Selected excerpt:

Even if we talk of a “traditional family”, the basic concepts which historically defined and described family relationships had been very fluid and connected to economy more than blood lineage or love.
Two models prevailed in Europe before the Industrial Revolution: the aristocratic one, where the main occupation was finding a way to kill time, and the agricultural-artisan one, in which production was necessary to survive. With the rise of a new class, bourgeoisie, came a different form of family, where the father provided with sustenance and the mother took care of the house and the offspring.
Other sociologists, such as Brigitte Berger, overturn the cause-effect link and think that was the nuclear family to start industrialization. To support this thesis they underline the fact that in England, homeland of the Industrial Revolution, married couples already left the parents house since XIV century. A thing that didn’t happen anywhere else.
So, couples got married later, only after reaching financial independence, changing some rules of domestic economy in the long term. As a consequence, the classic economic cycle based on self-sustenance turned into a more complex economic policy, on a social and public level.

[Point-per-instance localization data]
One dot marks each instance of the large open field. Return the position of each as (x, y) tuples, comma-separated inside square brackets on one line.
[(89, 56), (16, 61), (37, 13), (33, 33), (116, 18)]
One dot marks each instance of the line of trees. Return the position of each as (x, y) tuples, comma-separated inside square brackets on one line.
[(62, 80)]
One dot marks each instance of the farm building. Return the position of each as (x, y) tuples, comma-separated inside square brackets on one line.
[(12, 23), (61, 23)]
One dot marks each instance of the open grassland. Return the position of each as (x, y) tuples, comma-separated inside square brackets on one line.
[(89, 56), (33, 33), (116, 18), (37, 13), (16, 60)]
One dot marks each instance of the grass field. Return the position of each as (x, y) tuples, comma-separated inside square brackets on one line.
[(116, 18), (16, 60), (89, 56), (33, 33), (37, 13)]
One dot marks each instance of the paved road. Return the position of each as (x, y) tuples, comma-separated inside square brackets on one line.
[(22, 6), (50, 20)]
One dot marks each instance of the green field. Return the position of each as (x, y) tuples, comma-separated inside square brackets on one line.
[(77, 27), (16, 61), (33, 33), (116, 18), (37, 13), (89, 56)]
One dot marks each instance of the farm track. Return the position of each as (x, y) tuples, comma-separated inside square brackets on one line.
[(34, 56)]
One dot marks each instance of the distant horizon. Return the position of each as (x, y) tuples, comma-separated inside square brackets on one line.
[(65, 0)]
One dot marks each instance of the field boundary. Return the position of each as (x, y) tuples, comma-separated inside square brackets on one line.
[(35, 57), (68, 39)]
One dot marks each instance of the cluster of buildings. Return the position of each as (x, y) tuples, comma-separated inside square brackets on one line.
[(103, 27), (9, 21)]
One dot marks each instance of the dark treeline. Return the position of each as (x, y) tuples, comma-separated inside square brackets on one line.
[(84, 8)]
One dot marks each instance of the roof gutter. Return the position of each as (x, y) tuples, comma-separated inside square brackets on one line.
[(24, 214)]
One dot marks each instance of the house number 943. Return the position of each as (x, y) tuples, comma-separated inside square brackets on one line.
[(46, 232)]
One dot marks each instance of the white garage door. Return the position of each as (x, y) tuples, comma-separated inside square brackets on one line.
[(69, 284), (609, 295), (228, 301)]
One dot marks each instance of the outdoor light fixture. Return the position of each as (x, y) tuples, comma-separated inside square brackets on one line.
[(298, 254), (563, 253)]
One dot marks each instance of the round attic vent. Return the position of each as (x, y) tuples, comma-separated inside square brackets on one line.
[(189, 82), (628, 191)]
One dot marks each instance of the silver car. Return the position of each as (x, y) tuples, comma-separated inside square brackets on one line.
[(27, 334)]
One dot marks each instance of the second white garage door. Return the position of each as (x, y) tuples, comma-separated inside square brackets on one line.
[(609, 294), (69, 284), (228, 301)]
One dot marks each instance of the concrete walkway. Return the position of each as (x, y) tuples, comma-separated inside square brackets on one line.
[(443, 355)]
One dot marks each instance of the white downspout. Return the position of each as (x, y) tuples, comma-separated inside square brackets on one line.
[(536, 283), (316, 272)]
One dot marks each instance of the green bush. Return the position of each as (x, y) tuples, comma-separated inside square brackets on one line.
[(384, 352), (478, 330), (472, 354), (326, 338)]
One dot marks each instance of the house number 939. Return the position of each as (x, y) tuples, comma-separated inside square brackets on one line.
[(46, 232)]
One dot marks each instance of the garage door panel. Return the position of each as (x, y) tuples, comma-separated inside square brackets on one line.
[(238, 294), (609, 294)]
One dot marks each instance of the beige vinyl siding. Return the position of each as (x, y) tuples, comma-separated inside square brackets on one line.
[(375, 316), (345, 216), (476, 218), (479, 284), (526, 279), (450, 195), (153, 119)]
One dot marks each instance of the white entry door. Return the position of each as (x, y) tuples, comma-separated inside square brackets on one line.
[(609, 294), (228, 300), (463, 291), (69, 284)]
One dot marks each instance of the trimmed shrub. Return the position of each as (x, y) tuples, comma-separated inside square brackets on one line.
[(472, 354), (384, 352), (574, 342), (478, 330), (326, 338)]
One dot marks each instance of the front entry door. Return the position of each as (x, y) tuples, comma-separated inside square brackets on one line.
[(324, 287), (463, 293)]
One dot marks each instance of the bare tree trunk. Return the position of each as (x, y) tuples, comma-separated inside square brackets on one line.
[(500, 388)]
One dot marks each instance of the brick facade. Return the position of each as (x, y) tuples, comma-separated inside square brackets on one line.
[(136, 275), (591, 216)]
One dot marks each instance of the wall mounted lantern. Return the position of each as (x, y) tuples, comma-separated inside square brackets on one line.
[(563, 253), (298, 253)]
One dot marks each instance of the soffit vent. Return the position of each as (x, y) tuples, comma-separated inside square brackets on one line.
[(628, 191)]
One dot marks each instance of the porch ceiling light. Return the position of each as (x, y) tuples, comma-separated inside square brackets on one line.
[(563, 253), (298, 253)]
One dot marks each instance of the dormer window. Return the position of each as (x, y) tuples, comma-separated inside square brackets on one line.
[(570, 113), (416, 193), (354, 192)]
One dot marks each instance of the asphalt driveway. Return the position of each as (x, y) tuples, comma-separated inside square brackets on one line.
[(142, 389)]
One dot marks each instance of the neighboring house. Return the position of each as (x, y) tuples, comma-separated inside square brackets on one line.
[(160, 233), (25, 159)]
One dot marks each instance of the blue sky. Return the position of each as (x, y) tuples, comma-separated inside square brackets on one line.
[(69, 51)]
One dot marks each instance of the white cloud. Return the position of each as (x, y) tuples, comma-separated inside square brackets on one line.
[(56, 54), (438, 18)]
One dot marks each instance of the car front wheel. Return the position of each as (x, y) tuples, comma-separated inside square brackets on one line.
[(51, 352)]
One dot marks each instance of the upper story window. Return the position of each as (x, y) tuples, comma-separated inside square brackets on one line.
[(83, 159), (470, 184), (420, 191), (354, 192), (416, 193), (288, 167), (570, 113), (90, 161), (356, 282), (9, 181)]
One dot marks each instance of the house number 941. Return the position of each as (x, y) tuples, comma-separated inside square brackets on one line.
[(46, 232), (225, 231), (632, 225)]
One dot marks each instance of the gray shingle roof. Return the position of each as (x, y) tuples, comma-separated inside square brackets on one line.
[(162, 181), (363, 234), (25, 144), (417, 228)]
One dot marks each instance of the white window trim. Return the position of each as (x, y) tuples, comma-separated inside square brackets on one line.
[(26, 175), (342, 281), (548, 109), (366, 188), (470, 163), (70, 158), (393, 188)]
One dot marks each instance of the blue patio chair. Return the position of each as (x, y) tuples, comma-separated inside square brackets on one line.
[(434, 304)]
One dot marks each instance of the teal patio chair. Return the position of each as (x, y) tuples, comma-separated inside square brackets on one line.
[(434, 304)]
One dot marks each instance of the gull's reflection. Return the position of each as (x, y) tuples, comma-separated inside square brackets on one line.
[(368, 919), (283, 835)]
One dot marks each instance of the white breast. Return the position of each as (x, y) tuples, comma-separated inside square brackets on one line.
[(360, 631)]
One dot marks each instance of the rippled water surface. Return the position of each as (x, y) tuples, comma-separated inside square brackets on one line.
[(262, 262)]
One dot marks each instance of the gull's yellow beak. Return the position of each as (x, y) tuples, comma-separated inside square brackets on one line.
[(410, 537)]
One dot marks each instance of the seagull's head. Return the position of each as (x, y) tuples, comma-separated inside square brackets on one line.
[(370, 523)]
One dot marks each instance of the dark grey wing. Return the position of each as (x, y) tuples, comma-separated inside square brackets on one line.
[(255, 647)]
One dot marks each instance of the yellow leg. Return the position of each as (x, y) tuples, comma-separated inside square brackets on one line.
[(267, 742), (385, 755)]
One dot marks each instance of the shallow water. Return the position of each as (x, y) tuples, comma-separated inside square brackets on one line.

Set of tasks:
A. From the passage on the history of the family, set down the part that opens with the words containing "So, couples got" and closes with "and public level.".
B. Based on the passage on the history of the family, state whether each statement agrees with it, quoting the deciding words: (i) Two family models prevailed in Europe before the Industrial Revolution. (ii) In the bourgeois family, the mother provided sustenance. (iii) Couples came to marry earlier, before reaching financial independence.

Answer section:
A.
So, couples got married later, only after reaching financial independence, changing some rules of domestic economy in the long term. As a consequence, the classic economic cycle based on self-sustenance turned into a more complex economic policy, on a social and public level.

B.
(i) Yes: "Two models prevailed in Europe before the Industrial Revolution"
(ii) No: "the father provided with sustenance and the mother took care of the house and the offspring"
(iii) No: "couples got married later, only after reaching financial independence"